What you have to do:
For the entries below, repeat exactly each line starting with the one that contains "Query: wooden storage box" and going on through the one that contains "Query: black shoe", and no others.

Working data:
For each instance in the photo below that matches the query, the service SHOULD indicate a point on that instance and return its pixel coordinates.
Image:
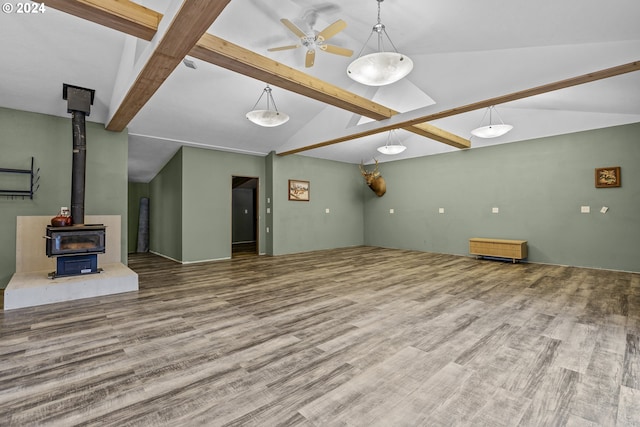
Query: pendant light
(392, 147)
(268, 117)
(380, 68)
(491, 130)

* * *

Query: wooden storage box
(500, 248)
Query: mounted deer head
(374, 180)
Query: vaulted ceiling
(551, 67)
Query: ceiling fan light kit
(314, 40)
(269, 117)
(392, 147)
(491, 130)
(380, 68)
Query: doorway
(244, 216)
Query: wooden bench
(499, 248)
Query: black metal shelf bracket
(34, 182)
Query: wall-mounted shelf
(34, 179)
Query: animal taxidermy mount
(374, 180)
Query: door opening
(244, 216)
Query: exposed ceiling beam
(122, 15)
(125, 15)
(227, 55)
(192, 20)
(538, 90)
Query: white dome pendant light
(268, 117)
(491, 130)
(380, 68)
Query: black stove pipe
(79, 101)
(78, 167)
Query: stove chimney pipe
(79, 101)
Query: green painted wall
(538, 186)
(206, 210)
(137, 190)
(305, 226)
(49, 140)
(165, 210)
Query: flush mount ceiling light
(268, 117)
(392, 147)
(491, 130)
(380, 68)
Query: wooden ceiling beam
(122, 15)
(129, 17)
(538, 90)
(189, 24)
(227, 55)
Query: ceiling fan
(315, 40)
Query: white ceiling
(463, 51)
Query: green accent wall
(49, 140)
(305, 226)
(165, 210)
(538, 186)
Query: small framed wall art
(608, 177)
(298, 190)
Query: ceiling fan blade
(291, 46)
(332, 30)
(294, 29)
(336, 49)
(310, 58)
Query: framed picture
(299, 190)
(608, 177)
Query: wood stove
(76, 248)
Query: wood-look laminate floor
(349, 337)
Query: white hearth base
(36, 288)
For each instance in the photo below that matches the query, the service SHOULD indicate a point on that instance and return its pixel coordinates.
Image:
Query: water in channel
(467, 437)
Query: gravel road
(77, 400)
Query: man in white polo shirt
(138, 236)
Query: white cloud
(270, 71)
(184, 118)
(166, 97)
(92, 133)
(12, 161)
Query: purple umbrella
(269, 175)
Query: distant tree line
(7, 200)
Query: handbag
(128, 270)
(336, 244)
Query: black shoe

==

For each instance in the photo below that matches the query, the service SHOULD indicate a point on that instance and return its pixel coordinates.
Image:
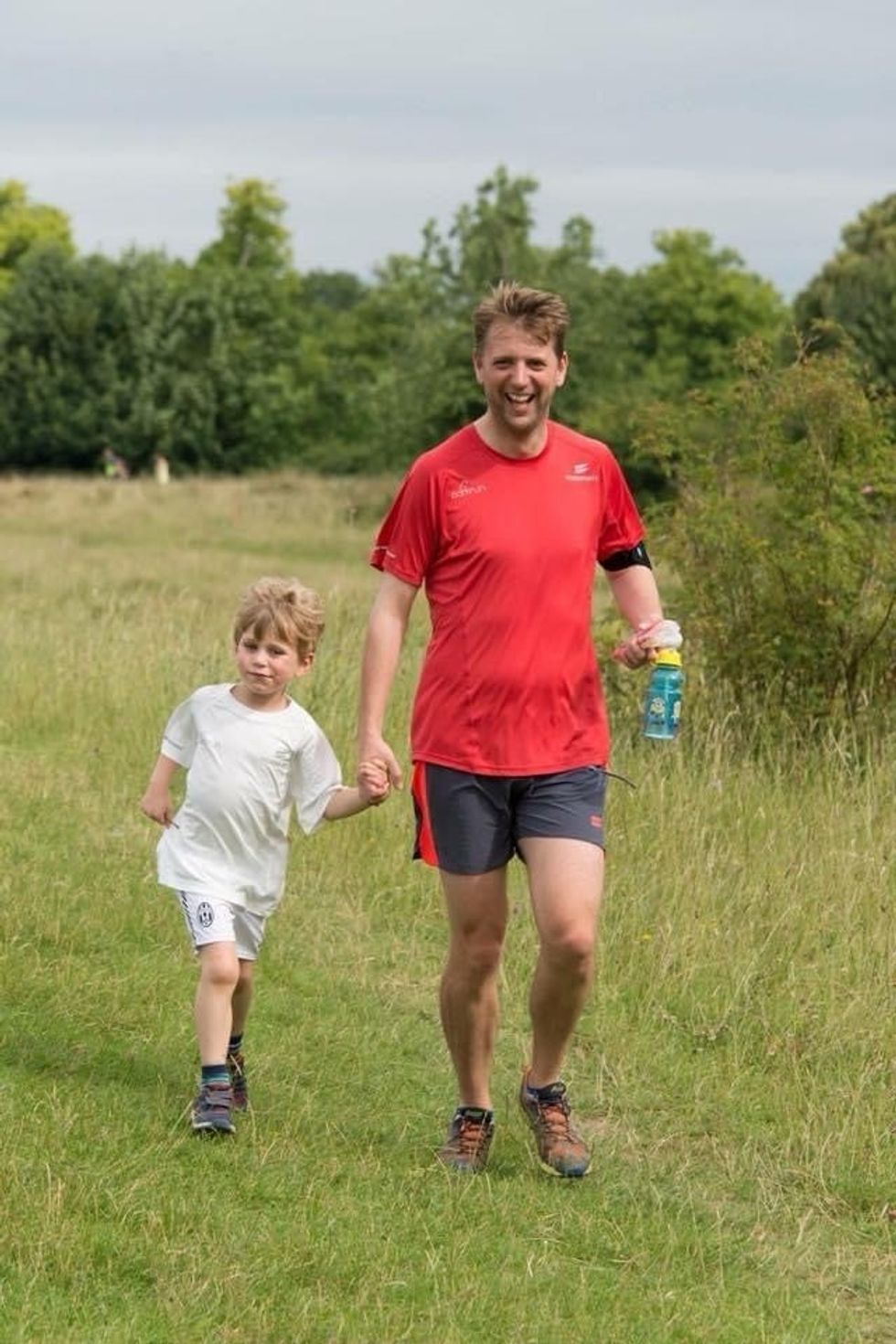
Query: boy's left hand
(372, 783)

Task response:
Query: wooden storage box
(500, 248)
Query: mounted deer head
(374, 180)
Query: vaulted ceiling
(551, 67)
Query: ceiling fan light kit
(314, 40)
(269, 117)
(392, 147)
(491, 130)
(380, 68)
Query: doorway
(244, 216)
Query: wooden bench
(499, 248)
Query: black metal shelf bracket
(34, 182)
Query: wall-mounted shelf
(34, 179)
Query: animal taxidermy mount
(374, 180)
Query: door opening
(244, 216)
Query: exposed ceiling beam
(122, 15)
(125, 15)
(227, 55)
(192, 20)
(538, 90)
Query: white dome pendant light
(268, 117)
(491, 130)
(380, 68)
Query: black stove pipe
(79, 101)
(78, 167)
Query: stove chimney pipe
(79, 101)
Query: green painted wall
(538, 186)
(206, 210)
(137, 190)
(305, 226)
(49, 140)
(165, 210)
Query: flush mount ceiling light
(268, 117)
(392, 147)
(491, 130)
(380, 68)
Query: wooden ceiling beam
(122, 15)
(129, 17)
(538, 90)
(189, 24)
(227, 55)
Query: ceiling fan
(315, 40)
Query: white ceiling
(463, 51)
Query: green accent wall
(49, 140)
(305, 226)
(165, 210)
(538, 186)
Query: small framed wall art
(608, 177)
(298, 190)
Query: ceiling fan blade
(291, 46)
(332, 30)
(294, 29)
(336, 49)
(310, 58)
Query: framed picture
(299, 190)
(608, 177)
Query: wood stove
(76, 248)
Query: wood-look laminate floor
(349, 337)
Query: white hearth base
(36, 288)
For each instance in the photo below that matches the query, the service SHOULD indicate a point on that instance and return its pixel coordinates.
Image:
Query: water in channel
(467, 437)
Query: gravel road
(77, 400)
Query: man in white polo shirt
(138, 236)
Query: white cloud
(270, 71)
(184, 118)
(166, 97)
(92, 133)
(12, 161)
Query: purple umbrella
(269, 175)
Query: distant tree line
(7, 200)
Query: handbag
(128, 270)
(336, 244)
Query: black shoe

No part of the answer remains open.